Copy out the stretch of the items from their very start through the line that contains "M 188 75 L 192", with both ends included.

-- Stored records --
****************************************

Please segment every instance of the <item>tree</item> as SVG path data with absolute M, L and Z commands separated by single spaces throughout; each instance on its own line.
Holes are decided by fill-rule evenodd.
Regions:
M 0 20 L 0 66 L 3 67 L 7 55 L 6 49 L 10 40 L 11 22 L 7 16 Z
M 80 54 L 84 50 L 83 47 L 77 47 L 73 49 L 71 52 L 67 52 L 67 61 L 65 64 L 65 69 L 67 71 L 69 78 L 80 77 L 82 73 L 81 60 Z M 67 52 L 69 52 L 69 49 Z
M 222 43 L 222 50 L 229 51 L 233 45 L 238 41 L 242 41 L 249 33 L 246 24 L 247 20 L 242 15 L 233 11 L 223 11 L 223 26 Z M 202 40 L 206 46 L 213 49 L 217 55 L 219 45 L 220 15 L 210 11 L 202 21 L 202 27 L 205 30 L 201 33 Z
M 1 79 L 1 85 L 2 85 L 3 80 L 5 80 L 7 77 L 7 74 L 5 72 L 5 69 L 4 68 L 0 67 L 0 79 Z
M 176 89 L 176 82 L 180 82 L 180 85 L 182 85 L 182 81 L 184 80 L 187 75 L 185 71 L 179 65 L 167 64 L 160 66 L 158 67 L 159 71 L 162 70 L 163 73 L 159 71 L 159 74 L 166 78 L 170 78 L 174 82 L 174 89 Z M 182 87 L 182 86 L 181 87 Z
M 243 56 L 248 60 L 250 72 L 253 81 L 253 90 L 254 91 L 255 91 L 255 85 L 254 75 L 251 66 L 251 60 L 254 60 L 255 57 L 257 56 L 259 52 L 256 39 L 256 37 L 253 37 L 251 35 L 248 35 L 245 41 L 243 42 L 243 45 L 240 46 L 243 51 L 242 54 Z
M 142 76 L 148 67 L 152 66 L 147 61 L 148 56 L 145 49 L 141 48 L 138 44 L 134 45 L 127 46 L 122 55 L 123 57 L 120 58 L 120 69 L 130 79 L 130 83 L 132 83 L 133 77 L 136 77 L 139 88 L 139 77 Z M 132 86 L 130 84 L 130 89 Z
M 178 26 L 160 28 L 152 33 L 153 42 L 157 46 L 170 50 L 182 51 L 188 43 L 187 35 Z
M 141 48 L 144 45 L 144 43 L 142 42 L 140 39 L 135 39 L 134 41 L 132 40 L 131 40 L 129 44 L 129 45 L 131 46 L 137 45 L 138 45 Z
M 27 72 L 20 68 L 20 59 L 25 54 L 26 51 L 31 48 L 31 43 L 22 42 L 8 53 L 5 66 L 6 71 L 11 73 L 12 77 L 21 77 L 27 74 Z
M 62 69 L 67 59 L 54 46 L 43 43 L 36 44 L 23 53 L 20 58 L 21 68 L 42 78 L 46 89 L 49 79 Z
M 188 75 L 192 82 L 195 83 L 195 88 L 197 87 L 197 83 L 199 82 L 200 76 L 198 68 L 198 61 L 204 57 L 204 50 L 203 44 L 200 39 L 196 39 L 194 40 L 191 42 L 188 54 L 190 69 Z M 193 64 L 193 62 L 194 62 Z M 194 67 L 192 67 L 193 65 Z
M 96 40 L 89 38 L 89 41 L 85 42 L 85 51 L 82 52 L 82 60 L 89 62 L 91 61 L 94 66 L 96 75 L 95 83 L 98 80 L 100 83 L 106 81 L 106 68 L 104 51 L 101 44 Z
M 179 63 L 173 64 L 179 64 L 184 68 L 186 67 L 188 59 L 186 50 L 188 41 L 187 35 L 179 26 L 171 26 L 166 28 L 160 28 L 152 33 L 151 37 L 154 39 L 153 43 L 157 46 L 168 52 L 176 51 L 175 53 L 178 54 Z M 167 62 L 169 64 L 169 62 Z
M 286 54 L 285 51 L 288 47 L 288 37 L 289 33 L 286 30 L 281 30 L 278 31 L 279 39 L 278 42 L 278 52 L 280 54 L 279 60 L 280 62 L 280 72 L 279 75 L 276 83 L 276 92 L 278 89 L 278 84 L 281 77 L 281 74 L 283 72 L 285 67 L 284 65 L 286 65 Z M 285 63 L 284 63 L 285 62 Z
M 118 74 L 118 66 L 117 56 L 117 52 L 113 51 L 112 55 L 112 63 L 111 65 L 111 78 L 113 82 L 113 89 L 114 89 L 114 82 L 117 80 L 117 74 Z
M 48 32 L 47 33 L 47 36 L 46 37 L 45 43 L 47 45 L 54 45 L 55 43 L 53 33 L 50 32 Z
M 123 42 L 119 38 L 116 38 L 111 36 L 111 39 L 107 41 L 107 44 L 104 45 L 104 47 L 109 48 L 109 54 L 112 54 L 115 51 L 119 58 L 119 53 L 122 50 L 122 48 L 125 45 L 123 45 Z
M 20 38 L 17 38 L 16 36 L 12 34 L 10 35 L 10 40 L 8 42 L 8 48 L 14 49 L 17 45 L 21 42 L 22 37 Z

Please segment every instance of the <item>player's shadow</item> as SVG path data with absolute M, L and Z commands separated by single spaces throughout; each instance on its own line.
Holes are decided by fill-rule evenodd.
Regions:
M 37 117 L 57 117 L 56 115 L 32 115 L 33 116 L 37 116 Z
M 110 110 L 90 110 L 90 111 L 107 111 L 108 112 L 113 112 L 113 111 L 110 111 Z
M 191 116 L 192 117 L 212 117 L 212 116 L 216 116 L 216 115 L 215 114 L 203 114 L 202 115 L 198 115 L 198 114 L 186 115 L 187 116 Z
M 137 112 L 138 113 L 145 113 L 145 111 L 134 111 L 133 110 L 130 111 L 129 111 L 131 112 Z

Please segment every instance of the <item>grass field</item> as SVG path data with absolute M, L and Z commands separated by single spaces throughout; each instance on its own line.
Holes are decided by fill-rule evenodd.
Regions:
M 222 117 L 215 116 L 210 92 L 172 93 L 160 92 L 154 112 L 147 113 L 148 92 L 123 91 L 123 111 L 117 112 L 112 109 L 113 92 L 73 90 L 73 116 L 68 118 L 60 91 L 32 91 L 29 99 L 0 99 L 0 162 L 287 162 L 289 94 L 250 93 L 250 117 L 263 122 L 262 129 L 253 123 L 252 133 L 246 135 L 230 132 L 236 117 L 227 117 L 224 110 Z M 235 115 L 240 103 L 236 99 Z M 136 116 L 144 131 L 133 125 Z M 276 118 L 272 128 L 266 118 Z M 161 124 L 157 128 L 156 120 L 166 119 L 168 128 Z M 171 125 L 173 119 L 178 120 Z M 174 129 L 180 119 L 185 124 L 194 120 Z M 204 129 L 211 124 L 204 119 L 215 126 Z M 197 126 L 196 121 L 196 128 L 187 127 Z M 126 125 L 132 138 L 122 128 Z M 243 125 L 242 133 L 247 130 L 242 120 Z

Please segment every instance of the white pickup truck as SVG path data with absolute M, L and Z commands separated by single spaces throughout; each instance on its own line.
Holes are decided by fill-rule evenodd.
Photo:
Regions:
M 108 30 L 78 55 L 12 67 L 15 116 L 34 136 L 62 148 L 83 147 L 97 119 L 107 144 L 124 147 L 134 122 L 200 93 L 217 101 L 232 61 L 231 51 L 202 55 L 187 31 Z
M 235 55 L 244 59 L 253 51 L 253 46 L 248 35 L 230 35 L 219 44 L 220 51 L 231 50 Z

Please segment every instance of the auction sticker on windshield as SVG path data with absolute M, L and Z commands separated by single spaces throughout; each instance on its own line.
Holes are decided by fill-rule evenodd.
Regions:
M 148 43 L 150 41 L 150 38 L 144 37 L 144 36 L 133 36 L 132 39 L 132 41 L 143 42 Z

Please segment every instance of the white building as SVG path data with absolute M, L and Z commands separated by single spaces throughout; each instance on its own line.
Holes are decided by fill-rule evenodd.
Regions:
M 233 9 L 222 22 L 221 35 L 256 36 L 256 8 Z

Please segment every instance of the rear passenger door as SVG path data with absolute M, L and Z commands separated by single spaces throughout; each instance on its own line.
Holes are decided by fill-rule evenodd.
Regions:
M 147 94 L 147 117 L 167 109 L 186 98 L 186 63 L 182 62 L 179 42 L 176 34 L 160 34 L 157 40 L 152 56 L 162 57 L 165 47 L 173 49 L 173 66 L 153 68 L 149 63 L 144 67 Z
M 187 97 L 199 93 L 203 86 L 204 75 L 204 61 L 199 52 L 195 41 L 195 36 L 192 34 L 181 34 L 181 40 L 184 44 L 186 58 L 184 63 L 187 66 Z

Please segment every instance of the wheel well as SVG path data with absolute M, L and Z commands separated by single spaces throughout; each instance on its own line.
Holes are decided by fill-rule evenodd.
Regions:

****************************************

-- Solution for this exercise --
Please segment every instance of the <item>tree</item> as SVG path data with absolute M, L and Z commands separated by single spaces throughout; each instance on its own line.
Holes are decided by fill-rule evenodd.
Regions:
M 0 20 L 0 66 L 3 67 L 7 55 L 6 49 L 10 40 L 11 22 L 7 16 Z
M 80 54 L 84 50 L 83 47 L 77 47 L 73 49 L 71 52 L 67 52 L 67 61 L 65 64 L 65 69 L 67 71 L 69 78 L 80 77 L 82 73 L 81 60 Z M 67 52 L 69 52 L 69 49 Z
M 222 43 L 222 50 L 229 51 L 233 45 L 238 41 L 242 41 L 249 33 L 246 24 L 247 20 L 242 15 L 233 11 L 223 11 L 223 26 Z M 202 40 L 206 46 L 213 49 L 217 55 L 219 45 L 220 15 L 210 11 L 202 21 L 202 27 L 205 30 L 201 33 Z
M 1 79 L 1 85 L 2 85 L 3 80 L 5 80 L 7 77 L 7 74 L 5 72 L 5 69 L 4 68 L 0 67 L 0 79 Z
M 176 89 L 176 82 L 180 82 L 180 85 L 182 85 L 182 81 L 184 80 L 187 75 L 185 71 L 179 65 L 167 64 L 160 66 L 158 67 L 159 71 L 162 70 L 163 73 L 159 71 L 159 74 L 166 78 L 170 78 L 174 82 L 174 89 Z M 182 87 L 182 86 L 181 87 Z
M 243 56 L 248 60 L 250 72 L 253 81 L 253 90 L 254 91 L 255 91 L 255 85 L 254 75 L 251 66 L 251 60 L 254 60 L 255 57 L 257 56 L 259 52 L 256 39 L 256 37 L 253 37 L 251 35 L 248 35 L 245 41 L 243 42 L 243 45 L 240 46 L 243 51 L 242 54 Z
M 142 76 L 148 67 L 152 66 L 147 61 L 148 56 L 145 49 L 141 48 L 138 44 L 134 45 L 127 46 L 122 55 L 123 57 L 120 58 L 120 69 L 130 79 L 130 83 L 132 83 L 133 77 L 136 77 L 139 88 L 139 77 Z M 132 86 L 130 84 L 130 89 Z
M 178 26 L 160 28 L 152 33 L 153 42 L 157 46 L 170 50 L 182 51 L 188 43 L 187 35 Z
M 141 48 L 144 45 L 144 43 L 142 42 L 140 39 L 135 39 L 134 41 L 132 40 L 131 40 L 129 44 L 129 45 L 131 46 L 137 45 L 138 45 Z
M 27 72 L 20 68 L 20 59 L 25 54 L 26 51 L 31 48 L 31 43 L 22 42 L 8 53 L 5 66 L 6 71 L 11 73 L 12 77 L 21 77 L 27 74 Z
M 62 69 L 67 59 L 54 46 L 43 43 L 36 44 L 23 53 L 20 58 L 21 68 L 42 78 L 46 89 L 49 79 Z
M 188 75 L 192 82 L 195 83 L 195 88 L 197 87 L 197 83 L 199 82 L 200 76 L 198 68 L 198 61 L 204 57 L 204 50 L 203 44 L 200 39 L 196 39 L 194 40 L 191 42 L 188 54 L 190 69 Z M 193 64 L 193 62 L 194 62 Z M 194 67 L 192 67 L 193 65 Z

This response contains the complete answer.